### Stated task
Write out every line of the entries below again, replacing each "maroon" with "burgundy" and leaving everything else unchanged. Omit the pictures from your answer.

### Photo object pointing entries
^^^^^^^^^^^^^^^^

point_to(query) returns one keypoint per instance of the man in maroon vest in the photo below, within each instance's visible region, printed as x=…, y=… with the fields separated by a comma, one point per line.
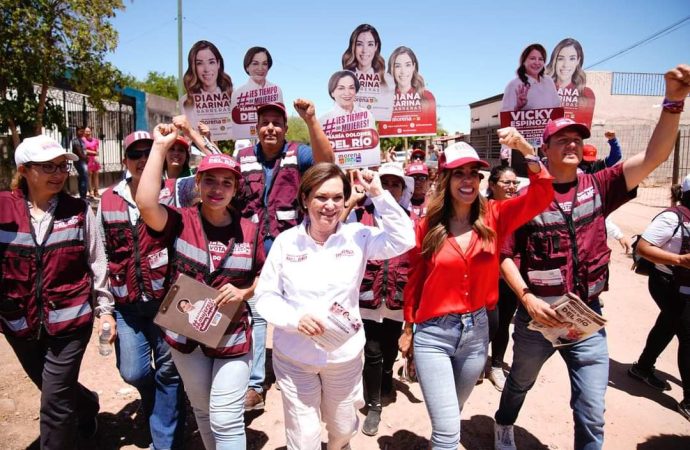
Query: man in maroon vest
x=271, y=173
x=564, y=249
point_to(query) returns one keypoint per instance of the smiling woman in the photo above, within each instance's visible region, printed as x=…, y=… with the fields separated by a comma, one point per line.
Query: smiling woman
x=311, y=277
x=49, y=246
x=216, y=246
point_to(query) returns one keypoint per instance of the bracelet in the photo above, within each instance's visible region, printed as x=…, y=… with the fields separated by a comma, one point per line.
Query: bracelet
x=673, y=106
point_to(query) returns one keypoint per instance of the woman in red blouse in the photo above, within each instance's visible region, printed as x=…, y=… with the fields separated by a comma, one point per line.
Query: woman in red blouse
x=453, y=278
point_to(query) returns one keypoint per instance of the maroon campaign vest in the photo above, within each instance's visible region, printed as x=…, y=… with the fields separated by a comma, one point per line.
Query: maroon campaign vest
x=48, y=285
x=236, y=267
x=384, y=280
x=282, y=211
x=574, y=244
x=137, y=261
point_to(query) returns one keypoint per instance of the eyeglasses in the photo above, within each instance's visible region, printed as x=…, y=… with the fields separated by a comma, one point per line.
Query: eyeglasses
x=49, y=167
x=137, y=154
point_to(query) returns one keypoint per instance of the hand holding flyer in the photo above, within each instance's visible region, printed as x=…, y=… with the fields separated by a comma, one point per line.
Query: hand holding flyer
x=338, y=326
x=579, y=322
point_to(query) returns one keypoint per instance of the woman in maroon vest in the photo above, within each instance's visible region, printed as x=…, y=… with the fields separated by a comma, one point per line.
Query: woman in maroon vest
x=52, y=266
x=381, y=303
x=214, y=245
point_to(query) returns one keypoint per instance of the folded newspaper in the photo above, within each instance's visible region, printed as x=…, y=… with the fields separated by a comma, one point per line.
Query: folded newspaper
x=339, y=325
x=579, y=319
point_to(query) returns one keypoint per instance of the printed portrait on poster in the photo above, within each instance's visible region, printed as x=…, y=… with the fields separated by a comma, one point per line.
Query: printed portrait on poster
x=208, y=90
x=414, y=106
x=350, y=128
x=256, y=92
x=530, y=100
x=565, y=68
x=363, y=57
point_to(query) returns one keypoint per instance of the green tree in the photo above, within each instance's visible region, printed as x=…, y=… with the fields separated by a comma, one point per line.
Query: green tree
x=155, y=83
x=297, y=130
x=48, y=42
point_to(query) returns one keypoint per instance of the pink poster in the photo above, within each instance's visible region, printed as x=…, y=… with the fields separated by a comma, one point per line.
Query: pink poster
x=363, y=57
x=350, y=128
x=565, y=68
x=414, y=106
x=256, y=92
x=208, y=90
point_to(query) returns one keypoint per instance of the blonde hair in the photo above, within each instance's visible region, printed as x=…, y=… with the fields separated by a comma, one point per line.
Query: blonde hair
x=440, y=211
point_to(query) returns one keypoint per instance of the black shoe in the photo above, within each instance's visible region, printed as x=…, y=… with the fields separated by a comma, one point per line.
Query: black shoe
x=684, y=408
x=371, y=423
x=649, y=377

^^^^^^^^^^^^^^^^

### Finished exercise
point_to(query) returns one keypoint per instance of the man in burgundy vest in the photo below, within each instance's visible region, printed as x=…, y=… with the fields separated by a comma, one point per line.
Query: man in burgundy vest
x=271, y=173
x=564, y=249
point_to(query) returns one keypoint per instance of the smiling woman in the photo above, within each instance's visible region, printed as x=…, y=… with the fields separated by a comma, one point per line.
Query: smiling woman
x=311, y=277
x=49, y=246
x=216, y=246
point_to(query) returns one keypoint per instance of the bracelet in the photo above, within each instance's visible region, printed as x=…, y=… with the fields separated by a comma, one point per line.
Query: bracelet
x=673, y=106
point_to(query) returns one keypoint per instance of the woman in red blouse in the photo above, within each instance's visible region, printed as x=…, y=… with the fields separated by a comma, one point per line.
Query: woman in red blouse
x=453, y=278
point_to(query) returns one keypoint per instance of the burgundy campaign vest in the photo above, within each instance's visible region, printed as x=…, y=… with the fields separated by a comma, one point per line.
Query: burgundy campaign vest
x=48, y=285
x=236, y=267
x=384, y=280
x=282, y=211
x=574, y=244
x=137, y=261
point_to(query) returns one keypoint per instance of the eyeglasses in the photo above, within each instance's visible region, printed as x=…, y=… with the fields separated by a comma, one point per line.
Query: eyeglasses
x=49, y=167
x=137, y=154
point_to(query) returns one keypoint per instance of the hand holding flyer in the photo above, within each instance's visible region, printed as x=…, y=… with the fields separated by a comma, one point per line.
Query: hand holding flyer
x=338, y=326
x=579, y=322
point_to(query) returns one keypoint per instance of the woman in burgundy vest in the photo above, within each instance's visible region, printed as x=…, y=… with the fields separated by a comma, one point per line.
Query: woman in burgundy vest
x=52, y=266
x=381, y=303
x=214, y=245
point_to(query) returns one keypoint per instance of the folded newspaper in the photo above, within each instance's visible region, printed as x=…, y=… with the fields separated by a comma, one point per line.
Query: folded newspaper
x=339, y=325
x=579, y=319
point_to(query) returns one keypoint per instance of the printed portrait on poster in the photo above, within each instance's visible region, printed as x=…, y=… with the fields separated by a comma, one point per line.
Query: printed portrait on poster
x=208, y=90
x=414, y=106
x=350, y=128
x=256, y=92
x=530, y=100
x=565, y=68
x=363, y=57
point_to(query) returns one keypoint per instance of the green tree in the photo above, within each instance's visible region, printed as x=…, y=… with the fields separated by a comma, one point per line.
Query: green tree
x=155, y=83
x=297, y=130
x=48, y=42
point_to(query) returns one keypoint per instance of the pink poster in the photo above, within each instance's visible region, printed as x=…, y=… with the fields separated by a comma, one point per line.
Query: pink poster
x=363, y=57
x=350, y=128
x=565, y=68
x=414, y=106
x=256, y=92
x=208, y=90
point_to(query) returns one keypoint per instance of the blonde hair in the photo above, within each instance's visible region, printed as x=…, y=… with the fields separated by a comma, one point per line.
Query: blonde hair
x=440, y=211
point_to(query) returns one keypoint per instance of the black shoe in the photo above, within each instance's visible region, printed as x=…, y=… with the fields separated by a comma, one point per line.
Query: black shoe
x=684, y=408
x=371, y=423
x=649, y=377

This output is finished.